Items from a data source:
——

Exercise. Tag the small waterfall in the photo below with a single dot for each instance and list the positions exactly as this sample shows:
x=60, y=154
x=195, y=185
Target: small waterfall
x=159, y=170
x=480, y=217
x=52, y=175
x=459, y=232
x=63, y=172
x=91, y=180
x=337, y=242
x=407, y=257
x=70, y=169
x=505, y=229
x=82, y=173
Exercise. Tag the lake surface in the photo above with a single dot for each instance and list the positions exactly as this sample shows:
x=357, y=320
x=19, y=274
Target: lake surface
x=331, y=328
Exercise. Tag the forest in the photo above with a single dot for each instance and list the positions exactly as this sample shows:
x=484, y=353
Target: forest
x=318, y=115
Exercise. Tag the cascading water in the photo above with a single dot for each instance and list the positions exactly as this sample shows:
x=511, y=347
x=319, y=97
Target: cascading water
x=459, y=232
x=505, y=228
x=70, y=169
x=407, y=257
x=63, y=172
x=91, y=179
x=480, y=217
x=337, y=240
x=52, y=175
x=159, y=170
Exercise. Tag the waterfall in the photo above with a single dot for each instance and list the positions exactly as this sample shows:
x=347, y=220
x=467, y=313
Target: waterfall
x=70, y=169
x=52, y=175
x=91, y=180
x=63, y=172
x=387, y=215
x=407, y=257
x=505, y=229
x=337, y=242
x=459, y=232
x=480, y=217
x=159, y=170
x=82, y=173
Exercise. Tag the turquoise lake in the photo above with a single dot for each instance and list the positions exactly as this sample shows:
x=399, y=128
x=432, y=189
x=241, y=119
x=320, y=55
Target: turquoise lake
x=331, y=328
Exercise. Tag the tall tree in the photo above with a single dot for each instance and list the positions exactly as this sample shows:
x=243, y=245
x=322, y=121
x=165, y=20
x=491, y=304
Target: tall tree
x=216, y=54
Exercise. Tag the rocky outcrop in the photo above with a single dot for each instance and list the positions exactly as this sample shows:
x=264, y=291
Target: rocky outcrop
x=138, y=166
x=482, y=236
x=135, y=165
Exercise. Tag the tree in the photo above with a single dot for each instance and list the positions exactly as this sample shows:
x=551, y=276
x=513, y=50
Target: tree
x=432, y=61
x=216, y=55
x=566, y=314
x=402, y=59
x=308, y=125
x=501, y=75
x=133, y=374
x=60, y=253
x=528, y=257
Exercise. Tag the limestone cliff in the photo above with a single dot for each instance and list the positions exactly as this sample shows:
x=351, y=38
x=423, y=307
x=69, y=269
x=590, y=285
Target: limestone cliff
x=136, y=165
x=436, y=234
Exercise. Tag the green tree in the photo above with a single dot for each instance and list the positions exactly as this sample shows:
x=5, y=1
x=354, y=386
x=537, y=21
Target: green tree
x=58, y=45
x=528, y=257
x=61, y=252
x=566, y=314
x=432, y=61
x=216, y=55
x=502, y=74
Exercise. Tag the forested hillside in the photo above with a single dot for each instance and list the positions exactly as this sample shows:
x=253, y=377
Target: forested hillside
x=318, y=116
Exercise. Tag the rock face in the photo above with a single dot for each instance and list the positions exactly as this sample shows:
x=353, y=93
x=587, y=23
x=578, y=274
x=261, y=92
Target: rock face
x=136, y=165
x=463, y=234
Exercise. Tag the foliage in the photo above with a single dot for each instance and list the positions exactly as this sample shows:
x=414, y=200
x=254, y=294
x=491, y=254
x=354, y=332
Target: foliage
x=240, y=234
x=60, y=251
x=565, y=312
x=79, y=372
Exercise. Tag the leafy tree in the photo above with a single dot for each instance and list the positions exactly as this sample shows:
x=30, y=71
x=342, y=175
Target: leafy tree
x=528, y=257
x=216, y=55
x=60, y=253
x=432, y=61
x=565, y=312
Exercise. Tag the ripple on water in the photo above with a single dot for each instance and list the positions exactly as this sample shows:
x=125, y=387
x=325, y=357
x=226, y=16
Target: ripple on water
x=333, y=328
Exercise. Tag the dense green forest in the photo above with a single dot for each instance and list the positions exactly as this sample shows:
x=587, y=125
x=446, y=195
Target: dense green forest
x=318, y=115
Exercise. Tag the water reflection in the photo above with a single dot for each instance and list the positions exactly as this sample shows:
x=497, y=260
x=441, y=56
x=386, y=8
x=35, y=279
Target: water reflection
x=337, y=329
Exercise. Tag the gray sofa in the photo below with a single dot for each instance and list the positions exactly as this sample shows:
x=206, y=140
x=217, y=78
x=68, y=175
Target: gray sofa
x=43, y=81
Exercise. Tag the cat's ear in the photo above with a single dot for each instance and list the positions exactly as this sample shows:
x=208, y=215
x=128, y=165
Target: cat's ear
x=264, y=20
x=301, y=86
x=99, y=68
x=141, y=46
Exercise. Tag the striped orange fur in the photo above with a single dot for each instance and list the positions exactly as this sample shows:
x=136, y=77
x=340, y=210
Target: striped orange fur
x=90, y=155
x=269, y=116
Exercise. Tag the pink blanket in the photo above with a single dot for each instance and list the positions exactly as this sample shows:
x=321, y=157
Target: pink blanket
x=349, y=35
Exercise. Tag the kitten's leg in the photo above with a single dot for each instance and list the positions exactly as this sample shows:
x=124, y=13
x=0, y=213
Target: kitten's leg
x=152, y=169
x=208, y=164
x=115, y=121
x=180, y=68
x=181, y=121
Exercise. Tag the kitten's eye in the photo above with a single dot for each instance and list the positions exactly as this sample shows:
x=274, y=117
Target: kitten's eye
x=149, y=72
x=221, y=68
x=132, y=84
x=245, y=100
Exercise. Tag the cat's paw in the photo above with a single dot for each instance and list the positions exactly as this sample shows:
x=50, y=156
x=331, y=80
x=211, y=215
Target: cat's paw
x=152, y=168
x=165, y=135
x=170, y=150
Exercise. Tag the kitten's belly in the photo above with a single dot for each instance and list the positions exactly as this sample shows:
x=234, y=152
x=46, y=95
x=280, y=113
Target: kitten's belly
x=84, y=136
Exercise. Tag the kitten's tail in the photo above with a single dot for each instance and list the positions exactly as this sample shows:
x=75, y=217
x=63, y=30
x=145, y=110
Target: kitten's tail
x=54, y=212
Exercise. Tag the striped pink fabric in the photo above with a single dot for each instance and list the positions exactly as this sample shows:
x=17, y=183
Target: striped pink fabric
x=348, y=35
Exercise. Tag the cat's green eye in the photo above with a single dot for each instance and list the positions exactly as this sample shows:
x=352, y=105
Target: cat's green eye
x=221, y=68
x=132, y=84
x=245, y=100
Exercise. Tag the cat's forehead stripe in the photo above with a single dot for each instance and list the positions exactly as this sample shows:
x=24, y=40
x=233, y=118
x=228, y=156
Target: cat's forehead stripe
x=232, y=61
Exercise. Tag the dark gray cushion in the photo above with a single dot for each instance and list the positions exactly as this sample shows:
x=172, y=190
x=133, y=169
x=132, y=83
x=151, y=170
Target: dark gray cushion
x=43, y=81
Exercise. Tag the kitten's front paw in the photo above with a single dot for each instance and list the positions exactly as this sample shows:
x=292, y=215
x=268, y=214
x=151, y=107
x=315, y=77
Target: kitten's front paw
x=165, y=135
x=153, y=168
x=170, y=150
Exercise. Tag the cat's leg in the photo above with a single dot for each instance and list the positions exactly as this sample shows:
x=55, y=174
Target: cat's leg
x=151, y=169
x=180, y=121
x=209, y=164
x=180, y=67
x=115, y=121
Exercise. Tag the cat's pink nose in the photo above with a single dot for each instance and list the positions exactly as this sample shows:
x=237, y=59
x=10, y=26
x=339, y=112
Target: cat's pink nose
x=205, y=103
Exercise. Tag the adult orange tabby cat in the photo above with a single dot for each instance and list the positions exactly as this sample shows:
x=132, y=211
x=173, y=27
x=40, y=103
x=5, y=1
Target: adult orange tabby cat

——

:: Problem to solve ::
The job here is to write out all the entries again exactly.

:: Exercise output ::
Exercise. Tag the small waterfall in the photo below with a single dot for each instance and list the positions exactly as this sample shows:
x=60, y=154
x=195, y=185
Target: small waterfall
x=159, y=170
x=480, y=217
x=52, y=175
x=459, y=232
x=63, y=172
x=91, y=180
x=337, y=242
x=407, y=257
x=70, y=169
x=505, y=229
x=82, y=173
Exercise. Tag the lake surface in the photo above with a single dot for each instance and list the positions exactly as this sample shows:
x=357, y=320
x=19, y=274
Target: lake surface
x=331, y=328
Exercise. Tag the forest in the photo above with a single dot for each instance and list the positions exactly as this sample shows:
x=484, y=353
Target: forest
x=318, y=115
Exercise. Tag the cascading water in the photo above with a single dot for each instance and list the positions exactly as this sample shows:
x=511, y=347
x=319, y=97
Target: cascading water
x=459, y=232
x=505, y=228
x=70, y=169
x=407, y=257
x=63, y=172
x=91, y=179
x=480, y=217
x=337, y=240
x=52, y=175
x=159, y=170
Exercise. Tag the waterfall in the photo above with a single dot for each instance and list the positions exactly as this sample shows:
x=347, y=220
x=467, y=313
Target: waterfall
x=70, y=169
x=52, y=175
x=91, y=180
x=63, y=172
x=387, y=215
x=407, y=257
x=505, y=229
x=337, y=242
x=459, y=232
x=480, y=217
x=159, y=170
x=82, y=173
Exercise. Tag the turquoise lake in the photo above with a single dot for each instance and list the positions exactly as this sample shows:
x=399, y=128
x=432, y=189
x=241, y=119
x=320, y=55
Target: turquoise lake
x=331, y=328
Exercise. Tag the tall tree in the photo above with a single dot for each instance and list the positions exactly as this sample shows:
x=243, y=245
x=322, y=121
x=165, y=20
x=491, y=304
Target: tall tree
x=216, y=54
Exercise. Tag the rocky outcrop in the photo above with a single dot for each instance and list the positions exactly as this sample shows:
x=264, y=291
Target: rocky outcrop
x=138, y=166
x=482, y=236
x=135, y=165
Exercise. Tag the tree in the photo above with a single dot for each instance and list the positions exactly as this sample shows:
x=551, y=276
x=513, y=50
Target: tree
x=432, y=61
x=216, y=55
x=566, y=314
x=402, y=59
x=308, y=125
x=501, y=75
x=133, y=374
x=60, y=253
x=528, y=257
Exercise. Tag the limestone cliff in the photo above with a single dot for each instance and list the positions exactly as this sample shows:
x=351, y=38
x=423, y=307
x=69, y=269
x=590, y=285
Target: limestone cliff
x=136, y=165
x=436, y=234
Exercise. Tag the green tree in the photo above with a single dot for each instance and list the positions exactly as this sample shows:
x=5, y=1
x=354, y=386
x=537, y=21
Target: green tree
x=58, y=45
x=528, y=257
x=61, y=252
x=566, y=314
x=432, y=61
x=216, y=55
x=502, y=74
Exercise. Tag the forested hillside in the photo above with a single dot for each instance and list the positions exactly as this sample shows:
x=253, y=377
Target: forested hillside
x=318, y=116
Exercise. Tag the rock face in the photo above with a single dot for each instance and list the positions exactly as this sample shows:
x=353, y=93
x=587, y=23
x=578, y=274
x=261, y=92
Target: rock face
x=136, y=165
x=463, y=234
Exercise. Tag the foliage in the photo above with a single dot for each instance and list the positions exactly as this sample shows:
x=414, y=200
x=254, y=294
x=491, y=254
x=354, y=332
Target: foliage
x=240, y=234
x=60, y=251
x=565, y=312
x=79, y=372
Exercise. Tag the leafy tree in the photo above with a single dot for each instance and list the positions exactly as this sample shows:
x=30, y=71
x=342, y=175
Target: leafy tree
x=528, y=257
x=216, y=55
x=60, y=253
x=432, y=61
x=565, y=312
Exercise. Tag the ripple on water in the photo above with a single dot for each instance and list the positions exactly as this sample shows:
x=125, y=387
x=325, y=357
x=226, y=16
Target: ripple on water
x=333, y=328
Exercise. Tag the dense green forest in the photo above with a single dot for each instance and list the positions exactly as this sample shows:
x=587, y=125
x=446, y=195
Target: dense green forest
x=318, y=115
Exercise. Tag the water reflection in the photo above with a single dot for each instance and list the positions exactly as this sample shows:
x=497, y=260
x=441, y=56
x=386, y=8
x=35, y=279
Target: water reflection
x=337, y=329
Exercise. Tag the gray sofa in the photo below with a single dot for each instance and list the positions exactly as this sample shows:
x=206, y=140
x=217, y=78
x=68, y=175
Target: gray sofa
x=43, y=81
Exercise. Tag the cat's ear in the photo above with a single dot for each instance and list the positions exactly as this sample shows:
x=208, y=215
x=128, y=165
Target: cat's ear
x=264, y=20
x=301, y=86
x=99, y=68
x=141, y=46
Exercise. Tag the striped orange fur in the photo above with a single dot for each instance and list the positions exactly as this sample shows:
x=136, y=77
x=340, y=210
Target: striped orange fur
x=90, y=155
x=269, y=116
Exercise. Tag the pink blanket in the photo above with a single dot for each instance and list the positions exactly as this sample shows:
x=321, y=157
Target: pink blanket
x=349, y=35
Exercise. Tag the kitten's leg in the photo above with a single dot for each instance and list the positions exactly as this sample shows:
x=124, y=13
x=0, y=213
Target: kitten's leg
x=152, y=169
x=208, y=164
x=115, y=121
x=180, y=68
x=181, y=121
Exercise. Tag the kitten's eye in the photo above with a single dot for each instance and list the positions exactly as this sample shows:
x=274, y=117
Target: kitten's eye
x=149, y=72
x=221, y=68
x=132, y=84
x=245, y=100
Exercise. Tag the cat's paw in the photo above with a single dot for each instance and list the positions exactly as this sample shows:
x=50, y=156
x=331, y=80
x=211, y=215
Target: cat's paw
x=152, y=168
x=165, y=135
x=170, y=150
Exercise. Tag the kitten's belly in the photo above with a single dot for each instance and list the positions exactly as this sample shows:
x=234, y=152
x=46, y=95
x=280, y=113
Target: kitten's belly
x=84, y=136
Exercise. Tag the kitten's tail in the photo above with a single dot for each instance and list the positions exactly as this sample shows:
x=75, y=217
x=63, y=30
x=145, y=110
Target: kitten's tail
x=54, y=212
Exercise. Tag the striped pink fabric in the photo above with a single dot for each instance and list the positions exactly as this sample shows:
x=17, y=183
Target: striped pink fabric
x=348, y=35
Exercise. Tag the cat's green eye in the photo above with a single dot for each instance and list the positions exactly as this sample shows:
x=352, y=105
Target: cat's green eye
x=221, y=68
x=132, y=84
x=245, y=100
Exercise. Tag the cat's forehead stripe in the photo above with a single dot for each instance and list the positions exactly as this sample shows:
x=24, y=40
x=233, y=118
x=228, y=156
Target: cat's forehead stripe
x=232, y=61
Exercise. Tag the dark gray cushion in the photo above with a single dot for each instance and list the positions exactly as this sample shows:
x=172, y=190
x=133, y=169
x=132, y=83
x=151, y=170
Target: dark gray cushion
x=43, y=81
Exercise. Tag the kitten's front paw in the photo above with a single dot for each instance and list the positions exactly as this sample shows:
x=292, y=215
x=268, y=214
x=151, y=107
x=315, y=77
Target: kitten's front paw
x=165, y=135
x=153, y=168
x=170, y=150
Exercise. Tag the cat's leg in the photo above with a single dot for each instance and list the positions exactly as this sample shows:
x=55, y=174
Target: cat's leg
x=151, y=169
x=180, y=121
x=209, y=164
x=180, y=67
x=115, y=121
Exercise. Tag the cat's pink nose in the photo above with a single dot for each instance and list the positions exactly as this sample shows:
x=237, y=59
x=10, y=26
x=339, y=112
Target: cat's pink nose
x=205, y=103
Exercise. Tag the adult orange tabby cat in the photo above with a single dot for each instance and list the positions exactly as this sample shows:
x=132, y=211
x=173, y=27
x=40, y=103
x=5, y=1
Target: adult orange tabby cat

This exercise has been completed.